____ Passage shown
Beryllium copper does not produce sparks but is physically resistant and non-magnetic, meeting the requirements of the ATEX directive for zones 0, 1, and 2. BeCu screwdrivers, pliers, wrenches, cold chisels, knives, and hammers are available for explosion-risk environments such as oil platforms, coal mines, and grain elevators. An alternative non-sparking metal sometimes used for tools is aluminum bronze. Compared to steel tools, beryllium copper tools are more expensive and not as strong, but the properties of beryllium copper in hazardous environments can outweigh the disadvantages.


Some other uses include:


Some percussion instruments for their consistent tone and resonance, primarily tambourines and triangles.


Ultralow-temperature cryogenic equipment, such as dilution refrigerators, due to its mechanical strength and relatively high thermal conductivity in this temperature range.


Molds for manufacturing plastic containers (including virtually all plastic milk jugs) using the blow molding process.


Armor-piercing bullets, although such use is uncommon because bullets made of steel alloys are much cheaper and have similar properties.


Measurement-while-drilling (MWD) tools in the directional drilling industry. A non-magnetic alloy is required as magnetometers are used for field strength data received from the tool. Also, for its high strength combined with anti-galling properties.


Maintenance of magnetic resonance imaging (MRI) machines, where high-intensity magnetic fields make the use of ferrous tools dangerous, and where magnetic materials in the field can disrupt the image.


Joints used to create a radio-frequency (RF) leak-proof seal on doors used with EMC testing and anechoic chambers.


For a time, beryllium copper was used in the manufacturing of golf clubs, mainly wedges and irons. Although some golfers preferred the feel of BeCu clubheads, regulatory issues and high costs have made BeCu clubs difficult to find in current production.


The Kiefer Plating (now defunct) of Elkhart, Indiana, built beryllium and copper trumpet bells for the Schilke Music Co. of Chicago. These lightweight bells produce a sound preferred by some musicians.


Beryllium copper wire is produced in various forms: round, square, flat and shaped, in coils, in spools, and in straight lengths.


Beryllium copper valve seats and guides are used in high-performance four-stroke engines with coated titanium valves. BeCu dissipates valve heat up to seven times faster than powder or cast iron valve seats and guides. The softer BeCu reduces valve wear and increases valve life.
________
▸ Set exercise A
Report how many lines of the records contain the string "locate".
The beryllium copper passage has no connection to the records.
____ Material
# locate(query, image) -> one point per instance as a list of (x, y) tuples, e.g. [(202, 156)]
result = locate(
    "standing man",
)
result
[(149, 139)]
________
▸ Set exercise B
In the passage on beryllium copper, how much faster do BeCu valve seats and guides dissipate valve heat than powder or cast iron ones?

▸ Task answer A
2

▸ Task answer B
Up to seven times faster.